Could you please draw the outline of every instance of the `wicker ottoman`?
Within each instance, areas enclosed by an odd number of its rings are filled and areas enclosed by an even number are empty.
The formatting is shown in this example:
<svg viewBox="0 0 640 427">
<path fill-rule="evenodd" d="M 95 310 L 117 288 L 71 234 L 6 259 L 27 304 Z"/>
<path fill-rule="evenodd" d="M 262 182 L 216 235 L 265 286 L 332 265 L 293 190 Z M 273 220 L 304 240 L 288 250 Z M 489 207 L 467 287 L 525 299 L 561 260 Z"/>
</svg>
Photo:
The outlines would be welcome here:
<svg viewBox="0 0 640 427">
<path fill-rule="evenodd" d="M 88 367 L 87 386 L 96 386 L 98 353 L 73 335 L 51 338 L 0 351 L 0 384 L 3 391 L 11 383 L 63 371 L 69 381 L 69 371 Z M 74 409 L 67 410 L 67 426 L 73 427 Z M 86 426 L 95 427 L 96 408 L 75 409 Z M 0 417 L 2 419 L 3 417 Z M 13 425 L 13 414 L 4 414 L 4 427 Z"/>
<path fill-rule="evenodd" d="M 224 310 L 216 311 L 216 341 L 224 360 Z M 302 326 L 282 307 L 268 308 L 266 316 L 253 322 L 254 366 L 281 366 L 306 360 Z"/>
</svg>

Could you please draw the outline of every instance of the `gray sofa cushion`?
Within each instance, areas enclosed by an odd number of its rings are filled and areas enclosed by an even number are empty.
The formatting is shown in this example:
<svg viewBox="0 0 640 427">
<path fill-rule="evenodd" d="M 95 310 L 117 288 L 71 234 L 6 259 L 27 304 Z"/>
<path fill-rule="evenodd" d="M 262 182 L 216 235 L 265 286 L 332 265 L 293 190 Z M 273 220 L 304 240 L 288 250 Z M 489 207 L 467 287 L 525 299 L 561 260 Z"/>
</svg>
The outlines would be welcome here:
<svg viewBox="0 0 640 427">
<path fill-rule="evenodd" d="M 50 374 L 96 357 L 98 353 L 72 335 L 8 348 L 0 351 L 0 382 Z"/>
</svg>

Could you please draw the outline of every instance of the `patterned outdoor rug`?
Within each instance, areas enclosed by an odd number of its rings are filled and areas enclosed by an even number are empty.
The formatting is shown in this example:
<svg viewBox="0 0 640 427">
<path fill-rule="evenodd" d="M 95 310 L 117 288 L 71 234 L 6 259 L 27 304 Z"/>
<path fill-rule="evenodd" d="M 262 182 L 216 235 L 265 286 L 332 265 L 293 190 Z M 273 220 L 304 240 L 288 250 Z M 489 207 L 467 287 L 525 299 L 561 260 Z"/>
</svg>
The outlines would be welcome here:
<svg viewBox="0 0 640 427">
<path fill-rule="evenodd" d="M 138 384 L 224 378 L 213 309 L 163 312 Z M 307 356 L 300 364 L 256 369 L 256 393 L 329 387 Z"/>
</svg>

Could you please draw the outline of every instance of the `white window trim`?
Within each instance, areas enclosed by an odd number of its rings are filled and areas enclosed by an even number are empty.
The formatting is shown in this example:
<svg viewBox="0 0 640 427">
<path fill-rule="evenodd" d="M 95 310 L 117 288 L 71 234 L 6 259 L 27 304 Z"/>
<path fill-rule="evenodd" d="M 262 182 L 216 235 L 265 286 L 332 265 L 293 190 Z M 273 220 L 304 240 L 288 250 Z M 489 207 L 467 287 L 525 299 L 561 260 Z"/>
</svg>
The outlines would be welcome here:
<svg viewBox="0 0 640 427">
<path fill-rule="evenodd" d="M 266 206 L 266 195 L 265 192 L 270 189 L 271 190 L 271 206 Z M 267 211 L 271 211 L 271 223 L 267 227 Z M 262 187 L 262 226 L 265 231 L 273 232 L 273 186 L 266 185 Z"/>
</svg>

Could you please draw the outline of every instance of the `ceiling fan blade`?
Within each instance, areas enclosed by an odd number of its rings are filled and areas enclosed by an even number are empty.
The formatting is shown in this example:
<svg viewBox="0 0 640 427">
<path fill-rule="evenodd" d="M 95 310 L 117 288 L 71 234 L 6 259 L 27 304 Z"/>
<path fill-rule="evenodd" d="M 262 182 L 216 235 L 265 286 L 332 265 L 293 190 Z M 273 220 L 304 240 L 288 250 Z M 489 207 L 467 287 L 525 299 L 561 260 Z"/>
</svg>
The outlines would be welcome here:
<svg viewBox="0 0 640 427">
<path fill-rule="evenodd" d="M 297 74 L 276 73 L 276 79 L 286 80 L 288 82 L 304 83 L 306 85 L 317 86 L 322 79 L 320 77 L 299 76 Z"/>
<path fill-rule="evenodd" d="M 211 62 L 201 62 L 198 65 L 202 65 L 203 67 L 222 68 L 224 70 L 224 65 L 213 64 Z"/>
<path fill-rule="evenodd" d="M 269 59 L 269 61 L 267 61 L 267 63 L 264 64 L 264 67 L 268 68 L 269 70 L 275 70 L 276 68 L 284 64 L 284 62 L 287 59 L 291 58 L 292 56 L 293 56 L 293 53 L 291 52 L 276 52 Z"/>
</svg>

### EXERCISE
Set down the listing above in its entirety, exactly as written.

### TASK OUTPUT
Could you please draw the outline of every instance of the `wicker ottoman`?
Within each instance, areas enclosed by an odd number of its rings are filled and areas enclosed by an even number are empty.
The formatting is shown in this example:
<svg viewBox="0 0 640 427">
<path fill-rule="evenodd" d="M 95 310 L 117 288 L 71 234 L 6 259 L 27 304 Z"/>
<path fill-rule="evenodd" d="M 262 182 L 216 235 L 265 286 L 332 265 L 293 190 Z M 273 220 L 304 240 L 288 250 Z M 489 207 L 467 287 L 525 299 L 561 260 Z"/>
</svg>
Photo:
The outlines would be welcome here:
<svg viewBox="0 0 640 427">
<path fill-rule="evenodd" d="M 88 367 L 87 386 L 96 386 L 98 353 L 73 335 L 51 338 L 0 351 L 0 384 L 3 391 L 11 383 L 63 371 L 69 381 L 69 371 Z M 74 409 L 67 410 L 67 426 L 73 427 Z M 86 426 L 95 427 L 96 408 L 75 409 Z M 0 417 L 2 419 L 3 417 Z M 13 425 L 13 414 L 4 414 L 4 427 Z"/>
<path fill-rule="evenodd" d="M 224 310 L 216 311 L 216 341 L 224 360 Z M 302 326 L 282 307 L 268 308 L 266 316 L 253 322 L 254 366 L 281 366 L 306 360 Z"/>
</svg>

Could you please draw the outline of every instance of the `gray sofa cushion`?
Within each instance, areas enclosed by an odd number of its rings are filled and areas enclosed by an even number are empty.
The formatting is shown in this example:
<svg viewBox="0 0 640 427">
<path fill-rule="evenodd" d="M 95 310 L 117 288 L 71 234 L 6 259 L 27 304 Z"/>
<path fill-rule="evenodd" d="M 262 182 L 216 235 L 265 286 L 332 265 L 293 190 Z M 273 220 L 304 240 L 288 250 Z M 489 207 L 467 287 L 525 299 L 561 260 Z"/>
</svg>
The outlines would be welcome here:
<svg viewBox="0 0 640 427">
<path fill-rule="evenodd" d="M 50 374 L 96 357 L 98 353 L 72 335 L 8 348 L 0 351 L 0 382 Z"/>
</svg>

Could you please draw the outline of every instance of the `patterned outdoor rug`?
Within each instance, areas enclosed by an odd number of its rings are filled and areas enclosed by an even number are empty.
The formatting is shown in this example:
<svg viewBox="0 0 640 427">
<path fill-rule="evenodd" d="M 95 310 L 117 288 L 71 234 L 6 259 L 27 304 Z"/>
<path fill-rule="evenodd" d="M 262 182 L 216 235 L 265 286 L 332 265 L 293 190 Z M 273 220 L 304 240 L 288 250 Z M 489 207 L 467 287 L 525 299 L 561 260 Z"/>
</svg>
The outlines would be welcome here:
<svg viewBox="0 0 640 427">
<path fill-rule="evenodd" d="M 138 384 L 224 378 L 213 309 L 163 312 Z M 307 356 L 300 364 L 256 369 L 256 393 L 329 387 Z"/>
</svg>

Could you please draw the outline of every instance of the `white window trim`?
Within each instance, areas enclosed by an odd number of its rings are filled and areas enclosed by an even number are empty.
The formatting is shown in this example:
<svg viewBox="0 0 640 427">
<path fill-rule="evenodd" d="M 95 310 L 117 288 L 71 234 L 6 259 L 27 304 Z"/>
<path fill-rule="evenodd" d="M 262 182 L 216 235 L 265 286 L 332 265 L 293 190 Z M 273 220 L 304 240 L 288 250 Z M 489 207 L 467 287 L 525 299 L 561 260 Z"/>
</svg>
The outlines would be welcome here:
<svg viewBox="0 0 640 427">
<path fill-rule="evenodd" d="M 266 206 L 266 195 L 265 192 L 270 189 L 271 190 L 271 206 Z M 267 211 L 271 211 L 271 223 L 267 227 Z M 262 187 L 262 226 L 265 231 L 273 232 L 273 186 L 266 185 Z"/>
</svg>

Could you please draw the outline of every instance of the `ceiling fan blade`?
Within each instance, areas enclosed by an odd number of its rings are filled and areas enclosed by an even number are empty.
The formatting is shown in this example:
<svg viewBox="0 0 640 427">
<path fill-rule="evenodd" d="M 95 310 L 117 288 L 71 234 L 6 259 L 27 304 Z"/>
<path fill-rule="evenodd" d="M 262 182 L 216 235 L 265 286 L 332 265 L 293 190 Z M 273 220 L 304 240 L 288 250 Z M 489 207 L 467 287 L 525 299 L 561 260 Z"/>
</svg>
The outlines would be welcome here:
<svg viewBox="0 0 640 427">
<path fill-rule="evenodd" d="M 297 74 L 276 73 L 276 79 L 286 80 L 288 82 L 304 83 L 306 85 L 317 86 L 322 79 L 320 77 L 299 76 Z"/>
<path fill-rule="evenodd" d="M 211 62 L 201 62 L 198 65 L 202 65 L 203 67 L 222 68 L 224 70 L 224 65 L 213 64 Z"/>
<path fill-rule="evenodd" d="M 269 59 L 269 61 L 267 61 L 267 63 L 264 64 L 264 67 L 268 68 L 269 70 L 275 70 L 276 68 L 284 64 L 284 62 L 287 59 L 291 58 L 292 56 L 293 56 L 293 53 L 291 52 L 276 52 Z"/>
</svg>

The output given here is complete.